___ Data records

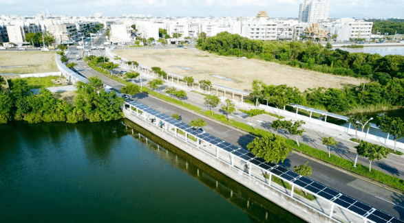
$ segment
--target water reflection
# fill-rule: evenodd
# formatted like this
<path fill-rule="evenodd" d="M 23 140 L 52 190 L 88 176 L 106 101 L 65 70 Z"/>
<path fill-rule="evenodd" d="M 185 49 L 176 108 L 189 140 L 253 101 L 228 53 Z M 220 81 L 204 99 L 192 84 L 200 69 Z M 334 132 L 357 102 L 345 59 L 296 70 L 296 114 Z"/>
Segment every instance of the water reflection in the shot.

______
___ Data records

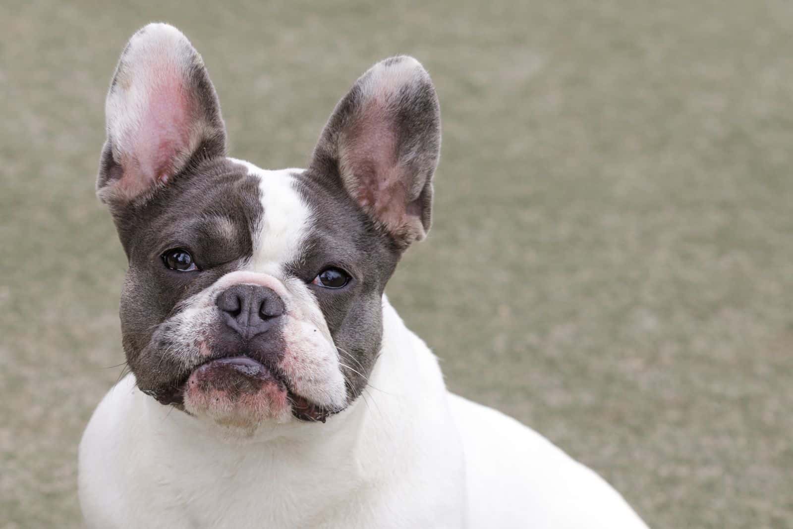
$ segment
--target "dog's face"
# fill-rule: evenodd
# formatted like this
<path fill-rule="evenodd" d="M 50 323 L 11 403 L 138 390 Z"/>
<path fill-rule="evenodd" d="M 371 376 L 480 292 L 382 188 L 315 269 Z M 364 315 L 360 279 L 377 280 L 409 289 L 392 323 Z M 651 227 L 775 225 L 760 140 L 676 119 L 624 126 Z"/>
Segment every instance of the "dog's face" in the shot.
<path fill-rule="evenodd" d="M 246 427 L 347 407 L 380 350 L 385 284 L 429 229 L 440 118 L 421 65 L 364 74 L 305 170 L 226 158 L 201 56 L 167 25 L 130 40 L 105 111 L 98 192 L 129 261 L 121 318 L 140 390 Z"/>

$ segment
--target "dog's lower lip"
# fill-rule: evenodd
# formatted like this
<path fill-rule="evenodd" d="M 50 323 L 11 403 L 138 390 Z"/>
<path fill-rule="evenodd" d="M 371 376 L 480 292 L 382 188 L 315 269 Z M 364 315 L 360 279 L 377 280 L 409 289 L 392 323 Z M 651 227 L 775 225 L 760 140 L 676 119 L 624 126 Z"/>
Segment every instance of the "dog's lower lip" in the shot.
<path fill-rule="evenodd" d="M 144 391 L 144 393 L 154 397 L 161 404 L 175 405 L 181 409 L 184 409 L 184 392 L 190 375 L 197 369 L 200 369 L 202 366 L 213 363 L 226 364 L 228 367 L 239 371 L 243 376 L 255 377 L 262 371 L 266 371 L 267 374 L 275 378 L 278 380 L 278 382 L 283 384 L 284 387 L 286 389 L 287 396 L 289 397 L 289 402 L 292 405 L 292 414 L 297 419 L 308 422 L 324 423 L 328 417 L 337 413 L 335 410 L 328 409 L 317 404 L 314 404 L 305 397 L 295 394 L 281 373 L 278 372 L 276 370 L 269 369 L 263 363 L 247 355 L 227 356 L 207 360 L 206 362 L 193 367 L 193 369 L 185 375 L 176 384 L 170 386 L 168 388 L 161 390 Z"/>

______

What the exercise asks:
Locate each line in the outline records above that contains the string "reflection", and copy those lines out.

Answer to this task:
--target water reflection
Segment every instance of the water reflection in the shot.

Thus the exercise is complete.